Les propriétaires fonciers sont pleins de respect pour le droit de propriété et ne souffrent pas qu’on y touche, par voie législative ou autre, quand il s’agit de leurs propriétés ; ils sont moins enclins à le respecter et en admettent volontiers la violation à leur profit, quand il s’agit de la propriété… des autres.

C’est bien humain apparemment, et tout en prenant leur attitude au sérieux, gardons-nous de la prendre au tragique.

Pour ramener ces égoïstes à la bonne voie, au droit chemin dont ils n’auraient jamais dû sortir, il suffira de leur montrer les conséquences de cette spoliation, de ce système monstrueux de vol organisé par l’intermédiaire des lois.

La notion du droit et de la justice faussée dans les esprits, la liberté violée, la propriété spoliée, le socialisme d’en haut aidant à développer le socialisme d’en bas, les guerres de tarifs entre les peuples soulevant des colères, semant des germes d’irritation d’où peuvent naître demain des conflits internationaux, voilà plus qu’il n’en faut sans doute pour ramener à nous ces égarés.

Combien d’ailleurs se vérifie ici cette profonde parole de Pascal que « l’égoïsme est un merveilleux instrument pour nous crever agréablement les yeux »!

Pourquoi les propriétaires fonciers ont-ils déserté ainsi leur propre cause ; comment ont-ils pu passer dans le camp des socialistes d’État pour combattre avec eux ce détestable combat contre le droit de propriété ?

Sous l’impulsion de l’intérêt, parce qu’ils ont cru la prospérité de la propriété foncière liée d’une manière intime à la cause de la protection douanière.

Nous en avons entendu plus d’un exprimer devant nous leurs frayeurs, frayeurs réelles, à la pensée de la libre importation des blés et des bestiaux de l’étranger; à les entendre, tout était perdu, c’en était fait de l’agriculture nationale si le libre-échange était demeuré la loi de nos relations avec les autres peuples.

Cependant, ces mêmes terreurs, ces frayeurs non feintes, elles avaient, il y a un demi-siècle, frappé également les grands propriétaires fonciers de l’Angleterre pendant toute la durée de l’agitation en faveur du libre-échange ; les landlords anglais criaient bien haut que l’agriculture nationale allait être sacrifiée à l’étranger, que le sol de l’Angleterre cesserait d’être livré à la culture.

▸ Données enregistrées:
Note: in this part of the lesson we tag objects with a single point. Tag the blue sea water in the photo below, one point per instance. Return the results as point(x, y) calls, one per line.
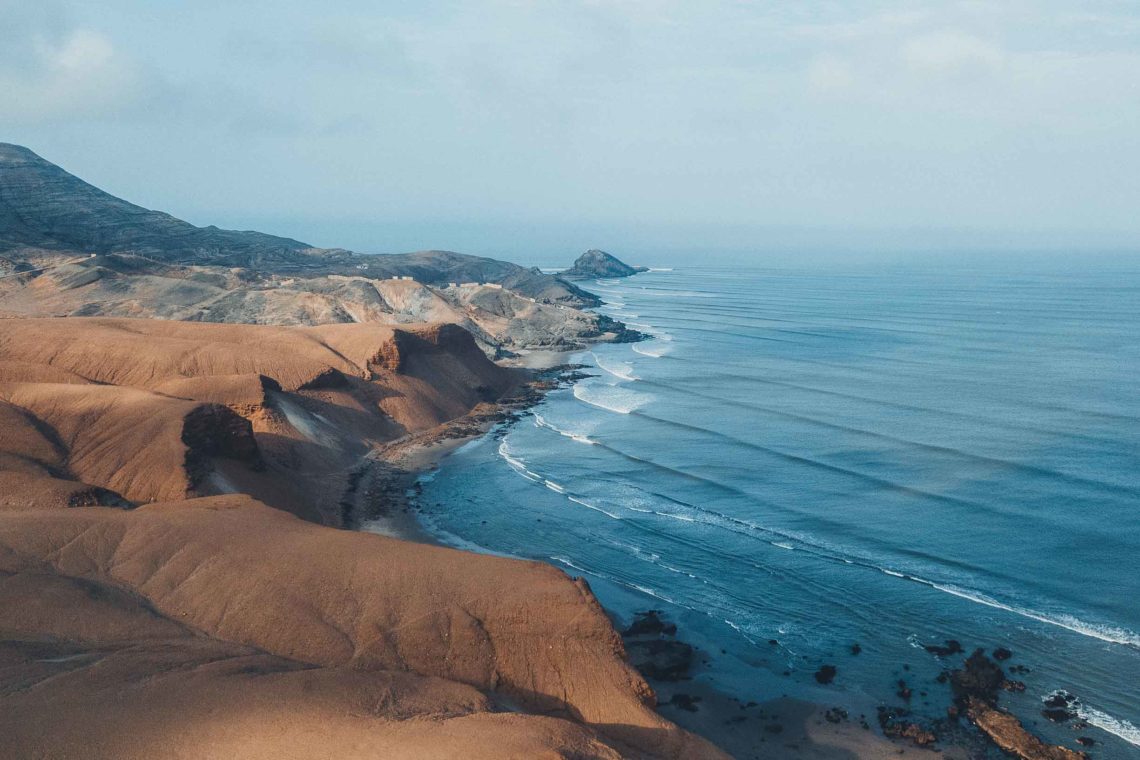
point(890, 458)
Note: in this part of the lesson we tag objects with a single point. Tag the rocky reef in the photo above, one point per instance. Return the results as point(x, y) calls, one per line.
point(599, 263)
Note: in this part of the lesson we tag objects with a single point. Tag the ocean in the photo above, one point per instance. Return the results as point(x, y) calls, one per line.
point(890, 458)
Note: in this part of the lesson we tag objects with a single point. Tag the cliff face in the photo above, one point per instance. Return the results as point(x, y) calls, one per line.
point(599, 263)
point(146, 410)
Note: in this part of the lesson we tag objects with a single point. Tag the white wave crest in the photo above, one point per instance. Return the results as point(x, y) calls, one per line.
point(1105, 721)
point(654, 351)
point(1109, 634)
point(611, 398)
point(619, 369)
point(1099, 718)
point(540, 422)
point(516, 465)
point(591, 506)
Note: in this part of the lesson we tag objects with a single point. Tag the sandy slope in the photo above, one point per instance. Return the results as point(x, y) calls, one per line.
point(198, 626)
point(226, 617)
point(156, 410)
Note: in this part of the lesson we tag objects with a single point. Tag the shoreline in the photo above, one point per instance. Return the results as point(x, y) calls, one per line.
point(396, 468)
point(791, 726)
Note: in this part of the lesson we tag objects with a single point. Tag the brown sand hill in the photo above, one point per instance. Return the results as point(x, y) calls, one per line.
point(155, 410)
point(220, 628)
point(204, 623)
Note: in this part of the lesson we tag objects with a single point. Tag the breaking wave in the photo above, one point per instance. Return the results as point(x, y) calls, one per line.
point(540, 422)
point(611, 398)
point(620, 369)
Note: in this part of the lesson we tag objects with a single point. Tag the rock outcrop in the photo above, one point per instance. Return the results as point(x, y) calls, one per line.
point(599, 263)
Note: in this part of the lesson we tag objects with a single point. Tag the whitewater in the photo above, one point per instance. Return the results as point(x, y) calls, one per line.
point(823, 458)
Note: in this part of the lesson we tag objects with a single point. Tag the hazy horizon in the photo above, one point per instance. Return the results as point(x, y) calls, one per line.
point(657, 130)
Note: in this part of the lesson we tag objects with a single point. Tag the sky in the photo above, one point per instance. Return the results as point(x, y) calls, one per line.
point(660, 129)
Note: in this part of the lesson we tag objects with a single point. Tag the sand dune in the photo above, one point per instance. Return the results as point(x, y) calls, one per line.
point(389, 646)
point(205, 623)
point(154, 410)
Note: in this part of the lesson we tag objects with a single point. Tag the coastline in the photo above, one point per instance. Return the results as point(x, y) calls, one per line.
point(781, 726)
point(396, 468)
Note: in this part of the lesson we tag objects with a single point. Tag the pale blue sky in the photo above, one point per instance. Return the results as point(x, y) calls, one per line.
point(534, 128)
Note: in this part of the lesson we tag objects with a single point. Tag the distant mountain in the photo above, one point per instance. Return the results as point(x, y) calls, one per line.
point(42, 206)
point(46, 210)
point(600, 263)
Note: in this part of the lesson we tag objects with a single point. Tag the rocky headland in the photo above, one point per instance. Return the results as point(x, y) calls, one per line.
point(599, 263)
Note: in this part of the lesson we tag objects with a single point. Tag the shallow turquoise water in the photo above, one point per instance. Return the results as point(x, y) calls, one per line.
point(824, 458)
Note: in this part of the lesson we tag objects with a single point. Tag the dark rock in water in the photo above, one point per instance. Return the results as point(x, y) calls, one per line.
point(660, 659)
point(980, 678)
point(894, 724)
point(1060, 707)
point(825, 673)
point(685, 701)
point(952, 647)
point(650, 623)
point(599, 263)
point(1007, 733)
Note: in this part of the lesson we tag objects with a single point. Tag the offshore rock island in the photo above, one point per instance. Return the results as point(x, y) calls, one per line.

▸ Travail demandé:
1/ D'après l'extrait sur les propriétaires fonciers, qui avait été frappé des mêmes terreurs il y a un demi-siècle, pendant l'agitation en faveur du libre-échange ?
2/ Recopiez fidèlement l'extrait sur les propriétaires fonciers, de « Combien d’ailleurs se » à « les autres peuples. ».
3/ Poursuivez l'extrait sur les propriétaires fonciers et la protection douanière à la suite de sa dernière phrase.

▸ Réponses rédigées:
1/ Les grands propriétaires fonciers de l'Angleterre.

2/
Combien d’ailleurs se vérifie ici cette profonde parole de Pascal que « l’égoïsme est un merveilleux instrument pour nous crever agréablement les yeux »!

Pourquoi les propriétaires fonciers ont-ils déserté ainsi leur propre cause ; comment ont-ils pu passer dans le camp des socialistes d’État pour combattre avec eux ce détestable combat contre le droit de propriété ?

Sous l’impulsion de l’intérêt, parce qu’ils ont cru la prospérité de la propriété foncière liée d’une manière intime à la cause de la protection douanière.

Nous en avons entendu plus d’un exprimer devant nous leurs frayeurs, frayeurs réelles, à la pensée de la libre importation des blés et des bestiaux de l’étranger; à les entendre, tout était perdu, c’en était fait de l’agriculture nationale si le libre-échange était demeuré la loi de nos relations avec les autres peuples.

3/
Le libre-échange a été établi en 1846 ; depuis un demi-siècle l’agriculture anglaise a été livrée, sans défense, à la concurrence étrangère ; qu’est-il advenu de ces prédictions sinistres ?

Il est advenu que, sous le stimulant de la concurrence, les fermiers anglais ont doublé leur production de céréales à l’hectare; le rendement qui était de 14 hectolitres à l’époque de la réforme est actuellement de 28 hectolitres au moins, alors que, en France, la moyenne de nos dernières années est de 16 hectolitres à peine ; l’élevage du bétail est aussi très florissant en Angleterre et les grands propriétaires, ces protectionnistes si âpres d’autrefois, après l’expérience d’un demi-siècle de liberté, se sont convertis résolument au free trade.

Voilà les enseignements de l’histoire contemporaine, et cette leçon de choses est bien faite, apparemment, pour frapper les yeux de nos propriétaires fonciers.

Cette leçon devrait d’autant plus leur ouvrir les yeux que les meneurs du protectionnisme en France, travestissant odieusement les faits, proclament à l’envi que, par le libre-échange, l’Angleterre a sacrifié son agriculture à son industrie.

Notons ici une considération de la plus haute importance qui domine ce grave débat et que nos propriétaires ont toujours méconnue, c’est que le système protecteur en France a été inventé et établi, aux dépens de l’agriculture, en faveur de l’industrie manufacturière.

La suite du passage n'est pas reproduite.